◆ **Arahan Singkat**
Dalam teks di bawah tentang hak paten atas penemuan kecerdasan buatan, jelaskan apa yang mendorong dua akademisi dari University of New South Wales meneliti implikasi paten bagi entitas AI.

◆ **Teks Bacaan**
<<<<
Nationalgeographic.co.id—Akan tiba saatnya atau mungkin sudah tiba, kita semua akan banyak melihat penemuan baru yang ditemukan justru bukan oleh manusia, tapi oleh Artificial Intelegence (AI) alias kecerdasan buatan. Saatnya nanti, tidak mengherankan lagi melihat penemuan baru yang menggabungkan atau penemuan tunggal oleh kecerdasan buatan, banyak ilmuwan yang sepakat dengan ini. Tapi masalahnya, bagaimana dengan hak patennya nanti?
Masalah ini sudah mulai menjadi perbicangan dan atau bahkan menjadi kebingungan di banyak parlemen di seluruh dunia. Ada kasus uji langsung dalam karya yang menurut pendukungnya adalah contoh nyata pertama dari sistem AI yang disebut sebagai penemu tunggal
Berkaitan dengan hal tersebut, dua akademisi terkemuka dari University of New South Wales meneliti implikasinya atas paten yang diberikan kepada entitas AI. Laporan studi tersebut telah diterbitkan di jurnal bergengsi Nature dengan judul "Artificial intelligence is breaking patent law" baru-baru ini.
>>>>
Data Tersimpan
<<<<
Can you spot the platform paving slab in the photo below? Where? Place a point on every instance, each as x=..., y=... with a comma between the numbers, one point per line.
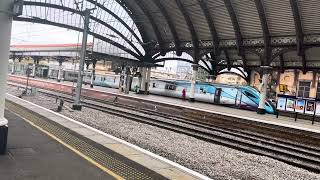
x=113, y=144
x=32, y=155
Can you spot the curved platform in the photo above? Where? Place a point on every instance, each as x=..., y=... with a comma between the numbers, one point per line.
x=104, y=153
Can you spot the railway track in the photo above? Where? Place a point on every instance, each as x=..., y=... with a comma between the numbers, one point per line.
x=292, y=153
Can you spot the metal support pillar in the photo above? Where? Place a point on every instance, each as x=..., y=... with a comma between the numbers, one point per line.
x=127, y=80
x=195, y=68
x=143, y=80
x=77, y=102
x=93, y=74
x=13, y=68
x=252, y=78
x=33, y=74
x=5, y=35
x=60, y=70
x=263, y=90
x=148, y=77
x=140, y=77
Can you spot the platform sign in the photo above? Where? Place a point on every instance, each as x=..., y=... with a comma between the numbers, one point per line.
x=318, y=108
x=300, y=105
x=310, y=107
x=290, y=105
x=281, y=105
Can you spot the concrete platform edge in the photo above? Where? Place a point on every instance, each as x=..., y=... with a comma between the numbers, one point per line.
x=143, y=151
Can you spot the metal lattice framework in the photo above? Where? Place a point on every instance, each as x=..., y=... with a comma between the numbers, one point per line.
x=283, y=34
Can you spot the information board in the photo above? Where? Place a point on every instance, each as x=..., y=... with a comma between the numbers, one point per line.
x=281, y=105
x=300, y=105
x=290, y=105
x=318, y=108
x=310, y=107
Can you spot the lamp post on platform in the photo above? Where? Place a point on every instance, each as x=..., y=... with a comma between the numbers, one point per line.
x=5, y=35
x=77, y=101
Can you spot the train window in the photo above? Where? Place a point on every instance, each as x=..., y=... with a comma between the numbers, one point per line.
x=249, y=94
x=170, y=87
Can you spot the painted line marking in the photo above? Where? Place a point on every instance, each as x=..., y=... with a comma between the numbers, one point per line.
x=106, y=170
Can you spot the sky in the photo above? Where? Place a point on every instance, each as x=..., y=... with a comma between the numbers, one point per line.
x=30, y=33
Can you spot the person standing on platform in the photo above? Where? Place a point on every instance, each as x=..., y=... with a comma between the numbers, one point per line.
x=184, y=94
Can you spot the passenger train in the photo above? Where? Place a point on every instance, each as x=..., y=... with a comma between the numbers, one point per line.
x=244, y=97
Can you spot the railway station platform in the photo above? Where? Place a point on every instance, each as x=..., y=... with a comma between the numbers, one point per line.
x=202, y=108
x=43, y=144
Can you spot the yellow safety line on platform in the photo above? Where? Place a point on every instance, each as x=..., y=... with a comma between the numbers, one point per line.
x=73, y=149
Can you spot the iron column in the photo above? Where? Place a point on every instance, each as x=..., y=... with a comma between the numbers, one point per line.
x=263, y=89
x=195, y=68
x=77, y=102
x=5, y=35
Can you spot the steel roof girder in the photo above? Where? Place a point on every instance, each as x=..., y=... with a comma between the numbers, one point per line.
>>>>
◆ **Latihan Terjawab**
Penelitian itu berkaitan dengan masalah hak paten atas penemuan oleh kecerdasan buatan. Masalah ini mulai diperbincangkan, bahkan membingungkan banyak parlemen di seluruh dunia. Selain itu, ada kasus uji langsung yang oleh pendukungnya disebut sebagai contoh nyata pertama sistem AI sebagai penemu tunggal.